Aim:
Return, word for word, the passage of the ruling on setting aside the default judgment that opens with the words "This, to my" and closes with "by Court rules.".

In Dai v Zhu at [89], Sackville JA explained that the rationale for the requirement that the applicant for relief demonstrate a bona fide ground of defence is that "in the exercise of its 'unfettered, though judicial, discretion' the Court will consider … (a) whether any useful purpose would be served by setting aside the default judgment, and (b) how it came about that the applicant found himself bound by a judgment regularly obtained".
[8]
The service issue
But before addressing these considerations, I will first address the point of service. I do not regard the applicant's evidence as sufficient to give rise to a triable issue whether the applicant had been served with originating process. The evidence itself relied entirely upon the applicant's recollections of an event which occurred on 16 March 2020, unassisted by any documents. Although Mr Riley sought to pre-empt the respondent's reliance upon the evidence of the process server, his evidence that the restaurant was "closed every Monday" did not inherently preclude an arrangement that he would strike with the process server to arrange to meet with him that day. Indeed, the reference in the 'update memo' to the process server speaking to a female staff member appears to believe Mr Riley's recollection of the restaurant being closed that day. In any event, the combination of the process server's conversation with the applicant on 16 March 2020 and the respondent's identification of the applicant being in the photograph that the process server had taken falsifies Mr Riley's account. Further, the Court was not drawn to any piece of correspondence prior to Mr Riley's affidavits on this application, in which his solicitors had asserted that he had not been served with the originating process prior to the default judgment.
This, to my mind, was a false issue and, whilst acknowledging that this is only an interlocutory application and that Mr Riley was not cross-examined, the above finding has the spin-off effect that I am somewhat circumspect about the correctness of what Mr Riley deposes to which is not supported by other evidence or my assessment of the probabilities of events.
[9]
The explanation for not filing a defence
It follows from my rejection of his argument on service that the applicant was on notice of the originating process. No other explanation was supplied for failing to file a defence within the period prescribed by Court rules.
[10]
Delay in bringing the present application
As to the question of why he delayed in bringing the present application, I agree with the respondent that a very powerful inference arises that the application has only been brought now to stave off the bankruptcy proceeding in the Federal Court and, further, that the applicant had deliberately refrained from bringing the application even in the face of attempts by the respondent to enforce the judgment despite being aware of the default judgment from at least August 2020, if not earlier in June 2020, when his bank account was garnished.

Object position labeling entries:

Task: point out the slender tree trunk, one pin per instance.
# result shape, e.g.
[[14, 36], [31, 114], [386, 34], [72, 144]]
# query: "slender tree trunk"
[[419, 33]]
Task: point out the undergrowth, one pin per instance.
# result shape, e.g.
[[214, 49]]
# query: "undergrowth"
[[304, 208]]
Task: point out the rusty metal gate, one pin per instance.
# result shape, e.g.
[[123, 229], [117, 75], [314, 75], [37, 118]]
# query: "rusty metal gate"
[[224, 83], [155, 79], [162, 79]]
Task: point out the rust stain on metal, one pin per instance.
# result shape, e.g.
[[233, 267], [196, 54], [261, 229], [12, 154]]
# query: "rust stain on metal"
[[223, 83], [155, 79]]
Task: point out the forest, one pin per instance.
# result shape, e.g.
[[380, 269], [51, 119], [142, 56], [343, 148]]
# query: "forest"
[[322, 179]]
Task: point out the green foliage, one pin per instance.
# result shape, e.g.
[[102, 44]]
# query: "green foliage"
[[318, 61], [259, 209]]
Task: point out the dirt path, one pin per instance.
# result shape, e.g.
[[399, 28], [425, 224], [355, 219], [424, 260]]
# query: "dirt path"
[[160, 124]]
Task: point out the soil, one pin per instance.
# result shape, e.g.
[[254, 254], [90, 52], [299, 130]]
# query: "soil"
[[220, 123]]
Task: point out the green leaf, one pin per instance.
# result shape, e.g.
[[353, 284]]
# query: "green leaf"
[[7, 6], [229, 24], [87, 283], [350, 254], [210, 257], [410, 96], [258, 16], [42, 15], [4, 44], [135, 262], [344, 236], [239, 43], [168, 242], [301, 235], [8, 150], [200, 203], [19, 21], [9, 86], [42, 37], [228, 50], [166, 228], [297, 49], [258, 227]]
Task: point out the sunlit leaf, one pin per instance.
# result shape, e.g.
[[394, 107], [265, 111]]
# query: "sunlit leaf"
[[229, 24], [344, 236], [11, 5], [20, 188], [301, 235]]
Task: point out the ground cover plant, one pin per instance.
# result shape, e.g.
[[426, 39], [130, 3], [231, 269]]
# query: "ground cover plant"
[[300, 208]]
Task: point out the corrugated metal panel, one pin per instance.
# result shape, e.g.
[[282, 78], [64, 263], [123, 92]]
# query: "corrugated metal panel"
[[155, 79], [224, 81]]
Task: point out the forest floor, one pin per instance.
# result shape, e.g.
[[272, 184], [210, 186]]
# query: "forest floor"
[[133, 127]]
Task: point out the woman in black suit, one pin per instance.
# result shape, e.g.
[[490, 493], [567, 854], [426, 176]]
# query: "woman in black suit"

Written answer:
This, to my mind, was a false issue and, whilst acknowledging that this is only an interlocutory application and that Mr Riley was not cross-examined, the above finding has the spin-off effect that I am somewhat circumspect about the correctness of what Mr Riley deposes to which is not supported by other evidence or my assessment of the probabilities of events.
[9]
The explanation for not filing a defence
It follows from my rejection of his argument on service that the applicant was on notice of the originating process. No other explanation was supplied for failing to file a defence within the period prescribed by Court rules.